▶ [PROBLEM]: Update the lines starting at the one containing "Report the location of every instance of the blue" and ending at the one containing "Query: asphalt road", replacing "robe" with "cloak" and leaving everything else unchanged. Write out only these lines.

Point labeling lines
────

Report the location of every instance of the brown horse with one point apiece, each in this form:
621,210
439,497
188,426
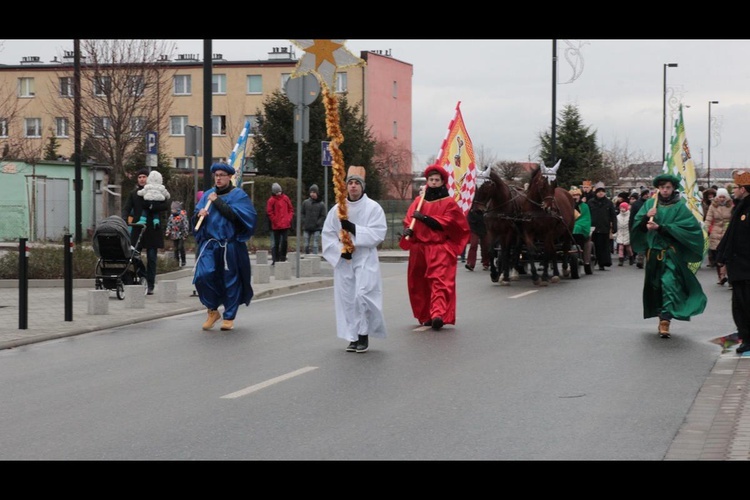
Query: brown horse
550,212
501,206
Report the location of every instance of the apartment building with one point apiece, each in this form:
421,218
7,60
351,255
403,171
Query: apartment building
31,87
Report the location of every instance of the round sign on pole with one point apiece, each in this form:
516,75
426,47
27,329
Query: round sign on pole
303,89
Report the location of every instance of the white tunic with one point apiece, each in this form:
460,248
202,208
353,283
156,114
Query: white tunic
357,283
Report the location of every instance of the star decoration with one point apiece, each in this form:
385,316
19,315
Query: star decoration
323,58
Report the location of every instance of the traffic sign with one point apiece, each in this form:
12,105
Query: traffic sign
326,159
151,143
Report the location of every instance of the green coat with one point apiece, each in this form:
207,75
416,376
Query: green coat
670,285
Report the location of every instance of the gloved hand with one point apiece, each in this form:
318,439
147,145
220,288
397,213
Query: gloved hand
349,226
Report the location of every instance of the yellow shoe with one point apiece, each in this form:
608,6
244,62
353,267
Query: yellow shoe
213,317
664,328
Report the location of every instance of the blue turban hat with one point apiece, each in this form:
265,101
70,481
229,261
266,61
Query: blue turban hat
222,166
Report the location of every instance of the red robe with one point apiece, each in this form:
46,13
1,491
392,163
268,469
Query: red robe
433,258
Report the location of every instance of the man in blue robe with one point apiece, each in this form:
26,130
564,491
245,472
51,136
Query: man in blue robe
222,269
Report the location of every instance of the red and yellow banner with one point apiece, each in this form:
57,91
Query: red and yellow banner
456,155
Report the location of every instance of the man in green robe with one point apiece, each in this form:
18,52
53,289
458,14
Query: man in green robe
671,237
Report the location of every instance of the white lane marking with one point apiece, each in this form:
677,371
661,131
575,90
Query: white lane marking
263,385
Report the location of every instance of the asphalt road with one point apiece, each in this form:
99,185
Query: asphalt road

────

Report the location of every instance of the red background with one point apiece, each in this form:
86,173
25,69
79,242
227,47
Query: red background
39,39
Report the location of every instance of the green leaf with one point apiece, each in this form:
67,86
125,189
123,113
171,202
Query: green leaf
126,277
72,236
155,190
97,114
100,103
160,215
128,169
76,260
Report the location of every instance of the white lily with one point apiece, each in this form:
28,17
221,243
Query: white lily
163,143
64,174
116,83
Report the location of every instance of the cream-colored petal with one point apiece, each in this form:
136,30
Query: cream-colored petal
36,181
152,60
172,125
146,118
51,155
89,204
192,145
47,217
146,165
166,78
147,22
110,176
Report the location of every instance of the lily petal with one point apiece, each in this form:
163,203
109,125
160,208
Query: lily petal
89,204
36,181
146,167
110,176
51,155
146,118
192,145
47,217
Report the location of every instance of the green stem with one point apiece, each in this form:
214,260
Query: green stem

────

▶ [ANSWER]:
Report the location of every instance of the blue turban hat with one point apiece, each in this form:
265,101
70,481
229,261
266,61
Query: blue turban hat
222,166
Report the location of every instance of the red cloak with one point apiece, each in this form:
46,13
1,491
392,163
268,469
Query: red cloak
433,258
Report the location of every instance of the man in blue cloak with one point apiece, each in this form:
26,130
564,491
245,472
51,136
Query: man in blue cloak
222,269
Report the location of every instance of the red and yellow banner with one point apiece, each in this form:
57,91
Query: red and yellow banner
456,155
Report the location of every instance of the man in green cloak with one point apiece, each in this form:
18,52
53,289
458,14
Query: man in green cloak
671,237
Report the location of every instance of the white lane marking with one point apiece, each in this form:
677,371
661,131
575,90
Query: white lane marking
263,385
Report the location of every instance of the asphalt road with one point apiece, each in this form:
99,185
Query: asphalt road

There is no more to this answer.